→ **Provided text**
════════

The Christian West has excelled in the invention of technology to save on the toil of labor and in the creation of capital, such as that represented by Biltmore Estates.

The study of economics among Christians has produced great fruit since the 1960s, when believing intellectuals once again began taking seriously the Word of God as a system for governing not just the self, but the larger world.

Perhaps the greatest influence was that of Dr. R.J. Rushdoony, whose Chalcedon Foundation in Vallecito, Calif., explored the relevance and applicability of all the law of God. Dr. Rushdoony’s work influenced a phalanx of other writers and activists, ranging from Francis Schaeffer to Jerry Falwell.

Dr. Rushdoony’s son-in-law, Gary North, 70, continues a prodigious output of economic and biblical analysis that focuses on the outworkings of grace in the marketplace. His periodical work is carried by the most significant free market, anti-war and anti-state website, www.lewrockwell.com, as well as sites Dr. North operates.

════════

→ **Job A**
Please condense the paragraph of the passage on Christian economics that begins "Dr. Rushdoony's son-in-law, Gary North" into a shorter version that keeps its main facts.
These records are unrelated to the text above.

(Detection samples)
════════

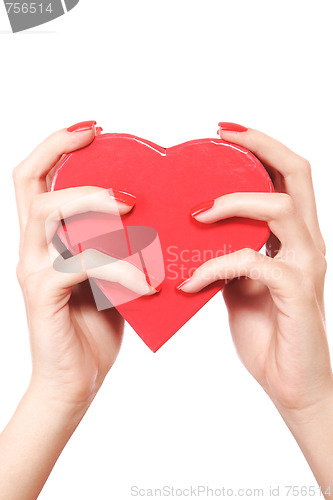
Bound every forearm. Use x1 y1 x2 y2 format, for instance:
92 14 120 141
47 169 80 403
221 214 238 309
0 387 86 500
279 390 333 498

════════

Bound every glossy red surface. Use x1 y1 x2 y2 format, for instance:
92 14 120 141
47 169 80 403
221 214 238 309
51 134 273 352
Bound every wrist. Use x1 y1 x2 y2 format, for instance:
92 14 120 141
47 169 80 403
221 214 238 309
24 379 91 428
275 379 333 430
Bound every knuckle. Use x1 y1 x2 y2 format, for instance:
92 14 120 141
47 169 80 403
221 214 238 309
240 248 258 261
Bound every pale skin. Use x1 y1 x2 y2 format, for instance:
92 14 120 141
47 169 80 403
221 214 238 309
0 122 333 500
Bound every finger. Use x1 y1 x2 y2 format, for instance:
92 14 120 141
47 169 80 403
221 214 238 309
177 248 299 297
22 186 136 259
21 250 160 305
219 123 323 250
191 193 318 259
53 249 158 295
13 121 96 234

════════

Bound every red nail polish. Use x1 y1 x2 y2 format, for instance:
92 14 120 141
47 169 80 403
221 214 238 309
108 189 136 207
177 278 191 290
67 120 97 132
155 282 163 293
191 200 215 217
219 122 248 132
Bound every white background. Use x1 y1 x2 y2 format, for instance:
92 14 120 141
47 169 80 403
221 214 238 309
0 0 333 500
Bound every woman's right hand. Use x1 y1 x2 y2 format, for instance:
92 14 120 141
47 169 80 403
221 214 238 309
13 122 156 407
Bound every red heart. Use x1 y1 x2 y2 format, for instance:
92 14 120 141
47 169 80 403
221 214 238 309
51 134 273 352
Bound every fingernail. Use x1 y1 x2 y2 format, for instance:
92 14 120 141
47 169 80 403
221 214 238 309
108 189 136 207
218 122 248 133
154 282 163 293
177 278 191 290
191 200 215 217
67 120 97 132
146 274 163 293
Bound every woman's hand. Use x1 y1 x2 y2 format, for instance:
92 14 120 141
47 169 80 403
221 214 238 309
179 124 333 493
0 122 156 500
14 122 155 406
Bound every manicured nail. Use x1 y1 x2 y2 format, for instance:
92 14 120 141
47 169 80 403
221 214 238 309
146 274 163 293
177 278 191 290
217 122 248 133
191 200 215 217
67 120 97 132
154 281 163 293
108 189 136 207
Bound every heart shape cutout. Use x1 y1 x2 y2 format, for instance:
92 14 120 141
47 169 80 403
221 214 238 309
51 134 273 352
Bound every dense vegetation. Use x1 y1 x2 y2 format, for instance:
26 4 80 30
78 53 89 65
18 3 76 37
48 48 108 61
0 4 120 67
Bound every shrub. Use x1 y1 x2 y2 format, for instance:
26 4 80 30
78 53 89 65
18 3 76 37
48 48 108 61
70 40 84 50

════════

→ **Job B**
Rewrite as a numbered list everything in the records from the line containing "Bound every shrub." down to the line containing "70 40 84 50", both included, with blank lines left out.

→ **Correct output A**
Gary North, 70, Dr. Rushdoony's son-in-law, keeps producing a large body of economic and biblical analysis centered on how grace works out in the marketplace. His periodical writing appears on www.lewrockwell.com, called the most significant free market, anti-war and anti-state website, and on sites he operates.

→ **Correct output B**
1. Bound every shrub. Use x1 y1 x2 y2 format, for instance:
2. 26 4 80 30
3. 78 53 89 65
4. 18 3 76 37
5. 48 48 108 61
6. 70 40 84 50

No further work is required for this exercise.